- _Given request_: Reproduce the emissive map guide between "- Global illumination" and "does the halo.", inclusive, changing "halo" to "corona".

- _Passage provided_:

You know that feeling when a glowing screen or a lava crack stays bright even in a pitch-black room? That’s an emissive map at work. It’s the one PBR map that makes a surface ignore the lighting and shine on its own — the difference between a dead grey monitor and one that’s switched on.
Emissive is the map that powers every screen, neon sign, sci-fi panel, and lava flow in games. This guide explains what it stores, whether it actually lights the scene, how intensity and bloom work, and how to make one.
What an emissive map stores
Every other PBR map describes how a surface reacts to light. An emissive map describes light the surface produces. It’s a colour texture, usually black across most of the surface, with bright coloured areas where the surface glows — the screen, the neon tube, the lava vein. Where the map is black, there’s no emission and the surface behaves normally; where it’s bright, it shines at that colour no matter how dark the scene.
That “ignores the lighting” part is the whole point. Albedo goes dark in shadow; emissive does not. It’s why a phone screen reads in a night scene and a magma crack glows at the bottom of a cave.

Does emissive actually light the scene?
This trips everyone up: by default, no. An emissive map makes the surface look like it’s glowing, but it doesn’t cast light on nearby objects on its own. To make a neon sign actually illuminate the wall behind it, you add one of:
- Bloom — a post-process halo that makes bright areas bleed, selling the glow cheaply.
- Global illumination — some engines let emissive surfaces contribute real bounced light to GI or lightmaps.
- A real light — place an actual light next to the emissive surface so it casts properly.
Most glowing effects you see are emissive plus bloom. The emissive map does the shape and colour; bloom does the halo.
Intensity and HDR: how bright is the glow
The emissive texture holds the colour and pattern, but the material has an emissive intensity that scales it — and it can go well above 1.0 into HDR values. A high intensity is what pushes a surface past pure white into a blooming, burning glow. Author the map for the shape and colour; dial the intensity for how hot it burns.

- _Source excerpt_:
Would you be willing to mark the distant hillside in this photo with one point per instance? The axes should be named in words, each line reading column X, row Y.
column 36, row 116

- _Exercise result_:
- Global illumination — some engines let emissive surfaces contribute real bounced light to GI or lightmaps.
- A real light — place an actual light next to the emissive surface so it casts properly.
Most glowing effects you see are emissive plus bloom. The emissive map does the shape and colour; bloom does the corona.